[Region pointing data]
*** Begin section ***

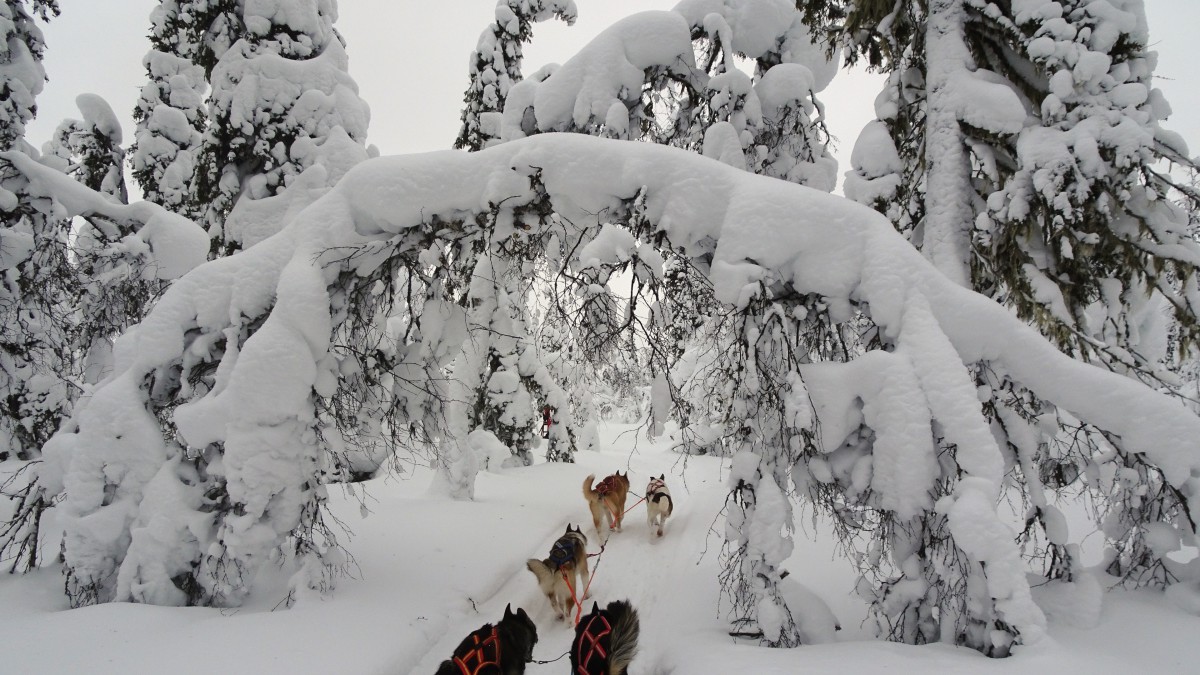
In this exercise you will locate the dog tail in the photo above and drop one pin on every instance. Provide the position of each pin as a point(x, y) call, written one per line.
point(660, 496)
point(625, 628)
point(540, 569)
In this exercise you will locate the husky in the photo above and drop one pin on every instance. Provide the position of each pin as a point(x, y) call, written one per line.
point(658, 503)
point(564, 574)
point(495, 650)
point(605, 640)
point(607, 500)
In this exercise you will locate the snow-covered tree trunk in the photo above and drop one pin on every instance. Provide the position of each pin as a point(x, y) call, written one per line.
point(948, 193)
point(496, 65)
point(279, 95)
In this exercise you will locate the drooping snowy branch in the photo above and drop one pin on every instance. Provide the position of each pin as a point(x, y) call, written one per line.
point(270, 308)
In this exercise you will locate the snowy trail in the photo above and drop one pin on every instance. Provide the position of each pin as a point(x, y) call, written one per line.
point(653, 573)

*** End section ***

EXERCISE DESCRIPTION: All entries above must be repeated exactly; pictures are to be left out.

RESULT FOR THIS TASK:
In this exercise you will locate the dog tail in the photo above and drop one pin on every instance. Provide the position of each pin as a point(x, y) call, written one per line.
point(660, 496)
point(625, 628)
point(540, 569)
In this exercise you will locate the husky in the photo above and drop one pin on every instance. Provide the position of each pin as a point(x, y) call, written one per line.
point(658, 503)
point(564, 574)
point(495, 650)
point(605, 640)
point(607, 500)
In this exercise you will locate the snow-covered tree trunk in the photo above and drop one pin on every instance. Provide the position of each pin as a point(x, y) call, written one per line.
point(948, 193)
point(496, 65)
point(279, 95)
In this exercise you will locate the drooping snowy branch in the photo above and drop one pin on every instance. Provide the position of each pin as a point(x, y) call, written one per line.
point(270, 308)
In this exercise you will locate the snowy trail in the photo above and drop one pin on every instance. Provide the position of each pin as a point(x, y) call, written one per line.
point(653, 573)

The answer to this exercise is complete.